Copy out the material below from the line containing "Identify the fallen leaves" through the end of the material, keeping every line of text and increasing each coordinate in the points by 47. Leave the pictures out of your answer.

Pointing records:

▼

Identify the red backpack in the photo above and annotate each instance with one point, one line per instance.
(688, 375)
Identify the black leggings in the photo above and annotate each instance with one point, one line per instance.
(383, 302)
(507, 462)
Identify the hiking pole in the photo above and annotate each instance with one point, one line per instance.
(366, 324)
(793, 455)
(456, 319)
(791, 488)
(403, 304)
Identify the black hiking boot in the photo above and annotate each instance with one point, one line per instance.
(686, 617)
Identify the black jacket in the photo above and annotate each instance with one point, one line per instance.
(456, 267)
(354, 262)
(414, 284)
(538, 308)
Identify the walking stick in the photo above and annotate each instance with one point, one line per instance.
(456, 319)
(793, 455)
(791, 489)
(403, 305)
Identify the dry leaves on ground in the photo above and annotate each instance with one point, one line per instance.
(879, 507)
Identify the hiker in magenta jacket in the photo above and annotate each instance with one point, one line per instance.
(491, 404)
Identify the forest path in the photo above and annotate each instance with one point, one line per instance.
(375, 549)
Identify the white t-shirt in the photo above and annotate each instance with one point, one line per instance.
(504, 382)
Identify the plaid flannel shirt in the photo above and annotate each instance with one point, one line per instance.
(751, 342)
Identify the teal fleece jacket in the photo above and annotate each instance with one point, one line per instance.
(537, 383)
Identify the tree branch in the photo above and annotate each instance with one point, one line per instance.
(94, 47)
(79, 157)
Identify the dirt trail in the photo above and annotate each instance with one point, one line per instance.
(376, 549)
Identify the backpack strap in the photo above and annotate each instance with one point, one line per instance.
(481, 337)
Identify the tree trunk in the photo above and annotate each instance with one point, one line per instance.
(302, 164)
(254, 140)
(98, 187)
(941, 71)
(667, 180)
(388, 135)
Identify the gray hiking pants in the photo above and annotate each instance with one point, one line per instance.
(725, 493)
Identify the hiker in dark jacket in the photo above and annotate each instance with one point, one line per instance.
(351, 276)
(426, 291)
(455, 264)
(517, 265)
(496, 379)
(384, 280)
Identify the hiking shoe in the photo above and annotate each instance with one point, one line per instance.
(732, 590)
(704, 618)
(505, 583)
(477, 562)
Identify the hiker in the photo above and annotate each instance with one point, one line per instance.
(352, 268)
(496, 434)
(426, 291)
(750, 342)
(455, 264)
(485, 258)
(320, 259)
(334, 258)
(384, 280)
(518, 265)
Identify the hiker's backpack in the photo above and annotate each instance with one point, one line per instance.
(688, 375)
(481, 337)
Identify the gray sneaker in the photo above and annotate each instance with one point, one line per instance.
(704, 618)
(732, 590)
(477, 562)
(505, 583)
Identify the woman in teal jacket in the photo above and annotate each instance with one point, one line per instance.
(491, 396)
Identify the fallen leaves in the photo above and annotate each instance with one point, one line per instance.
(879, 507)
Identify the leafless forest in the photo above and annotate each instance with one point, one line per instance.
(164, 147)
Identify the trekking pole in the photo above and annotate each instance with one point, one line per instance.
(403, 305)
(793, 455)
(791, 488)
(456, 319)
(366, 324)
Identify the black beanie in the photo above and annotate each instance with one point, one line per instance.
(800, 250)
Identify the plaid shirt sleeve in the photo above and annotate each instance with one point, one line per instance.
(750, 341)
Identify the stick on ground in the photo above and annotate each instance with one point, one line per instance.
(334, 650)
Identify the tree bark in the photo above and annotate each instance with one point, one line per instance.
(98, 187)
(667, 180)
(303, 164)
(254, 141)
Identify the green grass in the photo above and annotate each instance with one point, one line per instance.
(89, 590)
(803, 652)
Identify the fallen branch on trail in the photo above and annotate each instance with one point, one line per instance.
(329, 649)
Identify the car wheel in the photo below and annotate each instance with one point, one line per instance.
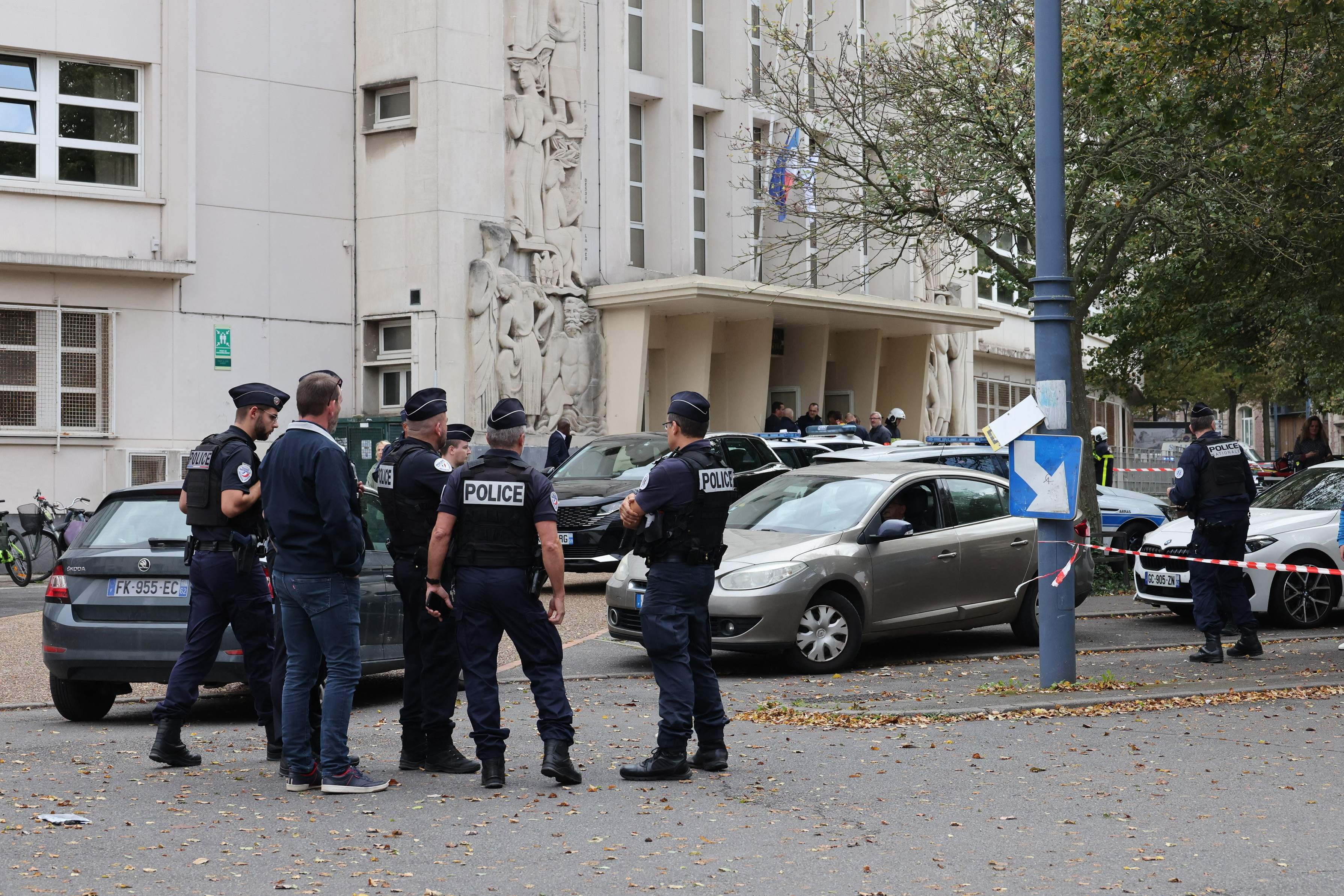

▲

**COMPLETED EXERCISE**
Identify the fallen leaves in the photo above and annotate each instance with one point, one line per instance.
(926, 554)
Identify the leafless forest in the photo above and annotate each instance with one point, one line per instance.
(211, 194)
Identify the trekking pole in the photo above and annotate each instance with one point, one line per instance.
(450, 352)
(840, 502)
(838, 535)
(503, 366)
(413, 371)
Identify the black beanie in the photo above and annotate each instance with one point, one line per instance.
(847, 297)
Identify the plaid shirt sleeve in the photo above and annotate each instance with one point, one line per instance.
(797, 388)
Identify the stick on ground in the photo above and annotate each instance with one point, one line per instance.
(381, 697)
Identify the tree bark in the photo above and annotate each instance with one point, one line per instance.
(145, 234)
(714, 227)
(350, 211)
(301, 188)
Identify the green grass in the photo above and annotate each instance with one point, one line per instance.
(136, 637)
(850, 699)
Identify the fallen branch on trail in the photo above and annotate each instance with one point, one line per instance.
(376, 696)
Identify the car wheel in the photo below and annotate each instance with one point, one line per instance.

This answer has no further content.